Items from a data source

=-=-=-=-=

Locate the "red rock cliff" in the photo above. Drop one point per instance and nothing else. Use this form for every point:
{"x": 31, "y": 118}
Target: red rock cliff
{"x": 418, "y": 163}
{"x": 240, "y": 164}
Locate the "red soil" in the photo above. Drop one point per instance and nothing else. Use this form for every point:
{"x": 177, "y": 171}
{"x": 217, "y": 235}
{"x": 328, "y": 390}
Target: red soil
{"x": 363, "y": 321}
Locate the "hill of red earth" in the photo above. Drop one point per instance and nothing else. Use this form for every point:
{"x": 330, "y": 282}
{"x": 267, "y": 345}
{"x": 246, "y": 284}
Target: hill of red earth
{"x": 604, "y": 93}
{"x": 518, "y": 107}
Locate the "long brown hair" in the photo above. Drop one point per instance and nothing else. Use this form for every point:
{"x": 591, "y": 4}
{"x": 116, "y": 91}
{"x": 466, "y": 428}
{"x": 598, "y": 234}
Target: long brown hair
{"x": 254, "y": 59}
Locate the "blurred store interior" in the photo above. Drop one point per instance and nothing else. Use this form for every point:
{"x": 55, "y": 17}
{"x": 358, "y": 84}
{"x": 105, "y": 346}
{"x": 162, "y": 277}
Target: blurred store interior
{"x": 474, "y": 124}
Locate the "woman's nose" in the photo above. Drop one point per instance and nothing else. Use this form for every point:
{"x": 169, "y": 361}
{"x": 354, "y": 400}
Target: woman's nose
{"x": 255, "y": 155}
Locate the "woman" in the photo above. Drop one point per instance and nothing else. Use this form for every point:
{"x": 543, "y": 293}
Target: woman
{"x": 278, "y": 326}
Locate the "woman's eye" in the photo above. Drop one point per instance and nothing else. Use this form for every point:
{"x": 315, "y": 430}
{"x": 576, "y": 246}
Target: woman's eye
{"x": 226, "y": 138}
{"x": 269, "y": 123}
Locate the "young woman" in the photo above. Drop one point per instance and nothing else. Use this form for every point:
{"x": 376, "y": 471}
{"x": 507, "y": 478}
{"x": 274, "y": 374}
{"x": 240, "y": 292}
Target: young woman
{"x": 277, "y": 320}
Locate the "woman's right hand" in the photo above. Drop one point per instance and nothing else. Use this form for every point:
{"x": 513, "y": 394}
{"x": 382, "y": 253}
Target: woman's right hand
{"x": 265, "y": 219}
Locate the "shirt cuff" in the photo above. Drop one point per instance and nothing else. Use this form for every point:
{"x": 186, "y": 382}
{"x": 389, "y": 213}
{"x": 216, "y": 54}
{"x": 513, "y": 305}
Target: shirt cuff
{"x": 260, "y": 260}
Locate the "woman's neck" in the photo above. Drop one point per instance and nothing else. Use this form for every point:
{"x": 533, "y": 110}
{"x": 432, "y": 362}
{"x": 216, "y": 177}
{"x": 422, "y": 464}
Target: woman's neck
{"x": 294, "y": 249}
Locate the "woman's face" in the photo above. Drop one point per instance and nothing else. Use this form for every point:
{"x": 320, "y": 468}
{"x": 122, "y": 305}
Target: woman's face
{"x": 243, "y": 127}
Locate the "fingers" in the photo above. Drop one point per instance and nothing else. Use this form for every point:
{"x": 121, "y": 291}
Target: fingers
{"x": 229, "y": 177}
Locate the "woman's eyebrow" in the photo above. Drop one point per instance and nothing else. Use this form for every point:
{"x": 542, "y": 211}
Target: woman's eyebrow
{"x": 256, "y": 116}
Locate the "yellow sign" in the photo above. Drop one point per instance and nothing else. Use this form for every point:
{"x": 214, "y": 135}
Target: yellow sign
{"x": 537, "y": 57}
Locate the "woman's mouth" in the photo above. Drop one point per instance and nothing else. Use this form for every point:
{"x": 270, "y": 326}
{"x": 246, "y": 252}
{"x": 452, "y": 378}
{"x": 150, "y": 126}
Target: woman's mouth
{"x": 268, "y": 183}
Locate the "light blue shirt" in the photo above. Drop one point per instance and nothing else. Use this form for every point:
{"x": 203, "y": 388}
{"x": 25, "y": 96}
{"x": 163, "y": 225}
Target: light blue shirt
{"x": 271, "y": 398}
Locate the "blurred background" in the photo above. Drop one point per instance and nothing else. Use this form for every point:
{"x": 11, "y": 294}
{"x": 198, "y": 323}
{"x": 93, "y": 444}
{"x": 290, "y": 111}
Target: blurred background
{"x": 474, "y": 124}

=-=-=-=-=

▶ EXERCISE REQUIREMENTS
Transcribe the data above in full, keeping every word as it is.

▶ SOLUTION TO THIS EXERCISE
Locate the "red rock cliff" in the photo above. Drop one point per instance and nothing else. Use this form for every point:
{"x": 31, "y": 118}
Target: red rock cliff
{"x": 418, "y": 163}
{"x": 240, "y": 164}
Locate the "red soil" in the photo above. Drop one point per instance and nothing else. Use this form for every point:
{"x": 177, "y": 171}
{"x": 217, "y": 235}
{"x": 328, "y": 390}
Target: red soil
{"x": 363, "y": 321}
Locate the "hill of red earth" in the photo above. Drop one point per instance and nothing else. Use this form for every point:
{"x": 330, "y": 282}
{"x": 267, "y": 345}
{"x": 246, "y": 284}
Target: hill of red earth
{"x": 604, "y": 93}
{"x": 518, "y": 107}
Locate the "long brown hair" in the photo above. Drop one point per instance and nothing else. Use this form for every point:
{"x": 591, "y": 4}
{"x": 116, "y": 91}
{"x": 466, "y": 428}
{"x": 598, "y": 234}
Target: long brown hair
{"x": 254, "y": 59}
Locate the "blurred store interior" in the photo above. Drop one point per instance and nothing else. Use this form for every point:
{"x": 55, "y": 17}
{"x": 358, "y": 84}
{"x": 105, "y": 346}
{"x": 162, "y": 277}
Target: blurred store interior
{"x": 474, "y": 124}
Locate the "woman's nose" in the photo above. Drop one point per instance and nothing else. Use this form for every point:
{"x": 169, "y": 361}
{"x": 354, "y": 400}
Target: woman's nose
{"x": 255, "y": 155}
Locate the "woman" in the photo above. Drop one point per instance and nothing else. Use this form for every point:
{"x": 543, "y": 293}
Target: woman
{"x": 278, "y": 326}
Locate the "woman's eye" in the photo above. Drop one point per instance and nothing else. Use this form for every point:
{"x": 315, "y": 430}
{"x": 576, "y": 246}
Target: woman's eye
{"x": 226, "y": 138}
{"x": 269, "y": 123}
Locate the "young woman" in the photo above. Drop one point per instance and nothing else. Use this form for every point:
{"x": 376, "y": 471}
{"x": 507, "y": 478}
{"x": 274, "y": 374}
{"x": 240, "y": 292}
Target: young woman
{"x": 277, "y": 320}
Locate the "woman's right hand" in the photo above. Drop one point per instance and nothing else. Use this form for every point:
{"x": 513, "y": 394}
{"x": 382, "y": 253}
Target: woman's right hand
{"x": 265, "y": 219}
Locate the "shirt cuff" in the photo above. Drop one point per instance and nothing else. Use this form for every point:
{"x": 186, "y": 382}
{"x": 389, "y": 213}
{"x": 216, "y": 54}
{"x": 513, "y": 305}
Target: shirt cuff
{"x": 260, "y": 260}
Locate the "woman's neck" in the photo above. Drop one point per instance and nothing else. Use this form for every point:
{"x": 533, "y": 110}
{"x": 432, "y": 362}
{"x": 216, "y": 177}
{"x": 422, "y": 464}
Target: woman's neck
{"x": 294, "y": 249}
Locate the "woman's face" in the photo above. Drop one point per instance and nothing else. Use this form for every point:
{"x": 320, "y": 468}
{"x": 122, "y": 305}
Target: woman's face
{"x": 243, "y": 127}
Locate the "fingers" in the photo above. Drop one point per instance and nothing else. Use this form for every point:
{"x": 121, "y": 291}
Target: fingers
{"x": 229, "y": 177}
Locate the "woman's eyebrow" in the photo above. Drop one point per instance and nothing else. Use this form for every point:
{"x": 542, "y": 211}
Target: woman's eyebrow
{"x": 256, "y": 116}
Locate the "yellow sign" in the photo above. Drop one point per instance and nothing else. Use this form for every point:
{"x": 214, "y": 135}
Target: yellow sign
{"x": 537, "y": 57}
Locate the "woman's mouth" in the photo above. Drop one point per instance and nothing else. Use this form for every point:
{"x": 270, "y": 326}
{"x": 246, "y": 252}
{"x": 452, "y": 378}
{"x": 150, "y": 126}
Target: woman's mouth
{"x": 268, "y": 183}
Locate the "light blue shirt" in the photo above. Drop one point per instance and nothing else. Use this form for every point:
{"x": 203, "y": 388}
{"x": 25, "y": 96}
{"x": 163, "y": 225}
Target: light blue shirt
{"x": 271, "y": 398}
Locate the "blurred background" in the photo above. Drop one point per instance and nothing else. Use this form for every point:
{"x": 11, "y": 294}
{"x": 198, "y": 323}
{"x": 93, "y": 444}
{"x": 290, "y": 111}
Target: blurred background
{"x": 474, "y": 124}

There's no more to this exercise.